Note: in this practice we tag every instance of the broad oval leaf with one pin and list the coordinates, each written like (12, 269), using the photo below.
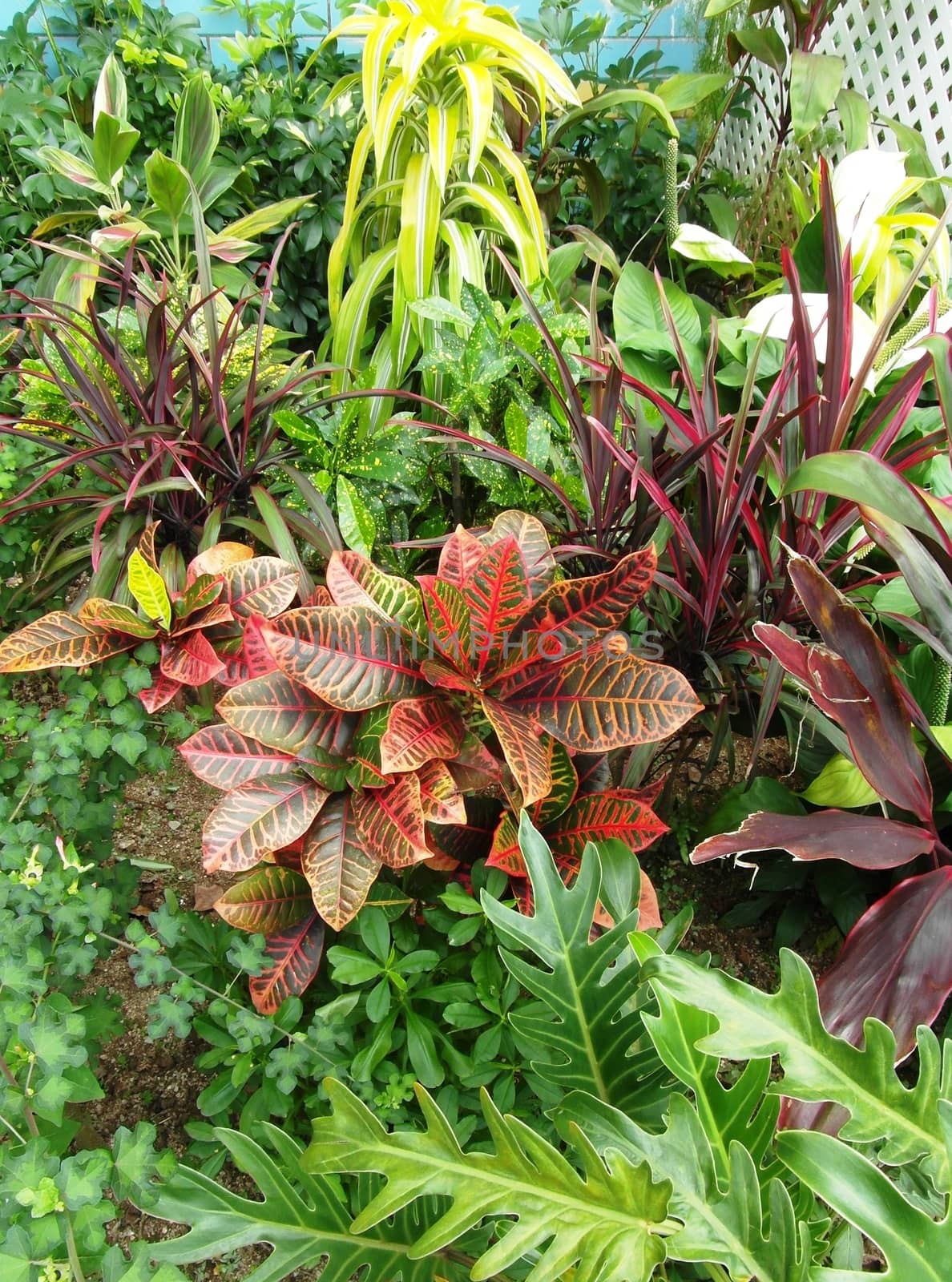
(224, 758)
(348, 655)
(264, 814)
(264, 585)
(294, 959)
(285, 716)
(59, 640)
(418, 731)
(337, 865)
(390, 822)
(268, 901)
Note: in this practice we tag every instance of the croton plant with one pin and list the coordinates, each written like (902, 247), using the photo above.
(390, 724)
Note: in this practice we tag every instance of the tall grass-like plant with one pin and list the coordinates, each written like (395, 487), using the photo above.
(446, 177)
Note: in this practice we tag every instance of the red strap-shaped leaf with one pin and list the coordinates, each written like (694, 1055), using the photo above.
(337, 863)
(420, 730)
(264, 814)
(294, 959)
(268, 901)
(864, 841)
(347, 655)
(224, 758)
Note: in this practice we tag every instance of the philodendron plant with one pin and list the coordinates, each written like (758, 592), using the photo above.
(664, 1172)
(357, 726)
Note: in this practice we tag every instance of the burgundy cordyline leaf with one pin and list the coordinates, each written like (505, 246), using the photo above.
(896, 966)
(864, 841)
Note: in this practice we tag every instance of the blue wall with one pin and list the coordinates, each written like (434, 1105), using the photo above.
(670, 31)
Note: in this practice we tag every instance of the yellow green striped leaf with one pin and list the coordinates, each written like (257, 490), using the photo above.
(149, 590)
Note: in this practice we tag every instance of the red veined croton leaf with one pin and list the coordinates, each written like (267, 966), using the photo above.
(198, 596)
(281, 713)
(217, 559)
(353, 580)
(864, 841)
(420, 730)
(894, 966)
(838, 692)
(264, 585)
(190, 660)
(565, 785)
(112, 617)
(459, 555)
(254, 651)
(578, 608)
(159, 694)
(363, 768)
(337, 863)
(224, 758)
(530, 535)
(390, 822)
(268, 901)
(595, 702)
(495, 595)
(603, 816)
(294, 959)
(345, 654)
(440, 795)
(59, 640)
(526, 752)
(448, 619)
(264, 814)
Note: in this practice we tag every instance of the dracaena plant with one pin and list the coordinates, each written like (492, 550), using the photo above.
(435, 75)
(664, 1172)
(175, 425)
(196, 615)
(375, 713)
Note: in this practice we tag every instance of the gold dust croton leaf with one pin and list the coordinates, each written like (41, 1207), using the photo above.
(260, 816)
(345, 654)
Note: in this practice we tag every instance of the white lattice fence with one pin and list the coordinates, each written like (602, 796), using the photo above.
(898, 55)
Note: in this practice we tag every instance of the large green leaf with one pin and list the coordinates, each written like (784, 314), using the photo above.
(724, 1217)
(819, 1067)
(913, 1243)
(606, 1224)
(585, 984)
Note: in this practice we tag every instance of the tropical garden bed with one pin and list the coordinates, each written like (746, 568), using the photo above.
(475, 655)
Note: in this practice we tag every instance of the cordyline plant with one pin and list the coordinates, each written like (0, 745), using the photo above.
(896, 963)
(204, 619)
(389, 703)
(179, 429)
(716, 478)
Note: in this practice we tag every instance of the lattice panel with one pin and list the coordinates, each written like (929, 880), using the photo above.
(898, 55)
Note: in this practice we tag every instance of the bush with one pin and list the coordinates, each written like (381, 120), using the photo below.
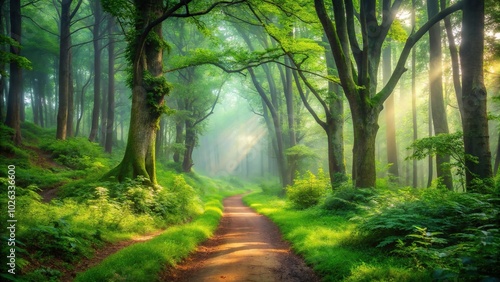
(76, 153)
(271, 188)
(174, 203)
(308, 191)
(348, 199)
(455, 234)
(59, 239)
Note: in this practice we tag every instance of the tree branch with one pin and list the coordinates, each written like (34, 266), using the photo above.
(400, 68)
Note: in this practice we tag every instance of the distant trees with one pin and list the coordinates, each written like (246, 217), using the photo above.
(475, 117)
(338, 60)
(65, 83)
(439, 117)
(15, 101)
(149, 86)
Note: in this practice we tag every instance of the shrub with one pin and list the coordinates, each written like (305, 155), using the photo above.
(456, 234)
(57, 238)
(271, 188)
(176, 202)
(308, 190)
(76, 153)
(347, 199)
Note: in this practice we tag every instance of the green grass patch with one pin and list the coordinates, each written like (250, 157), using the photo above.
(330, 244)
(145, 261)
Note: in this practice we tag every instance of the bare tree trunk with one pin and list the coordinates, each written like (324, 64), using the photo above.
(147, 100)
(280, 151)
(96, 33)
(455, 65)
(190, 142)
(439, 118)
(292, 161)
(71, 105)
(108, 146)
(392, 147)
(414, 96)
(2, 65)
(14, 103)
(65, 77)
(64, 45)
(474, 95)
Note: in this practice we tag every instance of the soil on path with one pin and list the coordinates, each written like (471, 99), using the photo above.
(246, 247)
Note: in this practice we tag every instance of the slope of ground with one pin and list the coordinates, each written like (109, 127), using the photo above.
(247, 247)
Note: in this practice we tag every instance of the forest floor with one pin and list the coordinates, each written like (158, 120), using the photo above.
(102, 253)
(246, 247)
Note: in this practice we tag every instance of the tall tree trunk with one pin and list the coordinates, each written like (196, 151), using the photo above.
(430, 161)
(71, 105)
(179, 130)
(414, 96)
(103, 115)
(64, 75)
(475, 118)
(334, 124)
(392, 147)
(365, 132)
(147, 98)
(96, 33)
(280, 151)
(64, 45)
(3, 80)
(439, 118)
(190, 142)
(160, 140)
(292, 161)
(14, 103)
(455, 65)
(108, 146)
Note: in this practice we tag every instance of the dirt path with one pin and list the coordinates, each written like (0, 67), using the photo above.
(246, 247)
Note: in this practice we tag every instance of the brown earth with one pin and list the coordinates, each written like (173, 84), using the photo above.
(246, 247)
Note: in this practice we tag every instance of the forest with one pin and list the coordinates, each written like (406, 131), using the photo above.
(133, 134)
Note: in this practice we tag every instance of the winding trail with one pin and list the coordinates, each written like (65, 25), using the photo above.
(246, 247)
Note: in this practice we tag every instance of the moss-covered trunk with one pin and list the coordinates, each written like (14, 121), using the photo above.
(189, 143)
(365, 124)
(149, 89)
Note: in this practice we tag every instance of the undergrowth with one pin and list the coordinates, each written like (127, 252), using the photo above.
(441, 234)
(87, 213)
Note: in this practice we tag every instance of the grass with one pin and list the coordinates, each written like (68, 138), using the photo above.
(329, 244)
(145, 261)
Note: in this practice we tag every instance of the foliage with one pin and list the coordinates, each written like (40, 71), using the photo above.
(76, 153)
(271, 188)
(8, 57)
(175, 203)
(348, 199)
(329, 244)
(308, 190)
(443, 145)
(43, 274)
(453, 233)
(167, 249)
(57, 238)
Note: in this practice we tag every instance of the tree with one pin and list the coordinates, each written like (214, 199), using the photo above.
(65, 67)
(108, 146)
(3, 61)
(439, 118)
(392, 148)
(359, 78)
(14, 103)
(149, 86)
(96, 32)
(474, 97)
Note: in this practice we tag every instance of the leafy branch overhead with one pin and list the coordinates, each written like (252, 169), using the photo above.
(231, 60)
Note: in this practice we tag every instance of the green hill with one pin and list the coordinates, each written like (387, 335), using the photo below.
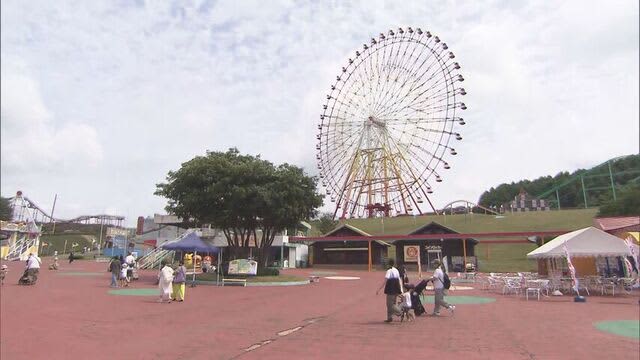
(478, 223)
(571, 188)
(491, 257)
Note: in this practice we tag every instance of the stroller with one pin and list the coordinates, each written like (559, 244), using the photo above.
(416, 292)
(29, 277)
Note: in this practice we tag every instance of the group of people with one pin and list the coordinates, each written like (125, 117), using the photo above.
(171, 282)
(121, 270)
(395, 286)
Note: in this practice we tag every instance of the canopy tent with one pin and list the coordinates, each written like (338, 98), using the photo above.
(590, 250)
(587, 242)
(191, 242)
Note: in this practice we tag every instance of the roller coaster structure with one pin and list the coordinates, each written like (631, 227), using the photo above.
(25, 210)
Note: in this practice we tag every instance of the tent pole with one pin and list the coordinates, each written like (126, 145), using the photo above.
(193, 279)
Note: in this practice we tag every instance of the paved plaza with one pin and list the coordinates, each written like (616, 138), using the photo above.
(71, 314)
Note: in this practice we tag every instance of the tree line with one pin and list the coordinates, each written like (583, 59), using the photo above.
(597, 184)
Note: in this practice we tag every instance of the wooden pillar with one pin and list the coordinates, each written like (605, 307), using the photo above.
(370, 255)
(464, 251)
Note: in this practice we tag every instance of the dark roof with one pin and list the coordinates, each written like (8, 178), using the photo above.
(346, 230)
(435, 228)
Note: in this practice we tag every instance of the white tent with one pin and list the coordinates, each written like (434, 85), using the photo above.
(587, 242)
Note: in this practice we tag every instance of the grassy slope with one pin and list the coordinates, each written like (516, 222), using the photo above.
(507, 257)
(57, 242)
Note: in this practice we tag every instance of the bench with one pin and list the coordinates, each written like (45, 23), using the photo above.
(234, 281)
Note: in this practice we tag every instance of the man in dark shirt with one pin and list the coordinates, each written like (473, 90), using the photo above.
(114, 268)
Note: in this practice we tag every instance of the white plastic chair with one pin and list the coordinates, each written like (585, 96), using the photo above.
(536, 287)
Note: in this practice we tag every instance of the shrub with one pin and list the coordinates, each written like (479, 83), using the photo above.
(268, 271)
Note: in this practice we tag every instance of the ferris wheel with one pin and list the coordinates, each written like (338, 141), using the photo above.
(387, 125)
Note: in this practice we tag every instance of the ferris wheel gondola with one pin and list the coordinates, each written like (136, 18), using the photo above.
(387, 123)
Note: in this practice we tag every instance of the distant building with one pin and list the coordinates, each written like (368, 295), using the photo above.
(524, 202)
(152, 233)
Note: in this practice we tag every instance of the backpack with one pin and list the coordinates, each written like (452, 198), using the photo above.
(446, 282)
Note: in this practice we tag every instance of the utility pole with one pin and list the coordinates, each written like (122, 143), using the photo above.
(53, 208)
(613, 187)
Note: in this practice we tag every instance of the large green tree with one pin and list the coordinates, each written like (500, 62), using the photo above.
(243, 195)
(5, 209)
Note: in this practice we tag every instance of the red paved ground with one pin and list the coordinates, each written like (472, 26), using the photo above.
(73, 317)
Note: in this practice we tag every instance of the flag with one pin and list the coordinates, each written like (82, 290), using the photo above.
(632, 250)
(572, 269)
(419, 265)
(629, 267)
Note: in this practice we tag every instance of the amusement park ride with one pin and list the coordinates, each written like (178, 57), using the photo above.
(23, 231)
(387, 124)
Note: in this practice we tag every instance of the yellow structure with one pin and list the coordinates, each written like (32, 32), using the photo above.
(24, 239)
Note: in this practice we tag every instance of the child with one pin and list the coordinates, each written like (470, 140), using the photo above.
(123, 275)
(3, 273)
(405, 305)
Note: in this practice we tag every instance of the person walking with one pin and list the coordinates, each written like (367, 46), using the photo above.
(33, 266)
(114, 268)
(165, 279)
(130, 260)
(179, 279)
(438, 288)
(392, 288)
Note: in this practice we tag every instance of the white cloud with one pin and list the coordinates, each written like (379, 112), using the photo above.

* What you need to do: Only the lines from the one bearing "Note: in this practice we tag every instance of the child" through the end of the entries above belong in the answer, each one exactly as given.

* Solution:
Note: in this practice we tag every instance of the child with one pin and list the coordinates, each written like (470, 140), using the photo above.
(123, 275)
(3, 273)
(405, 305)
Note: in this practice we tag every instance of the person walking with one pin and list the coordinates, each written like (367, 46), using the photo above.
(33, 266)
(114, 268)
(165, 279)
(130, 260)
(179, 279)
(438, 288)
(392, 288)
Note: in this practice we tag every instance of the white cloud with one pin and list the coordinates, each written like (379, 112), using the photo above.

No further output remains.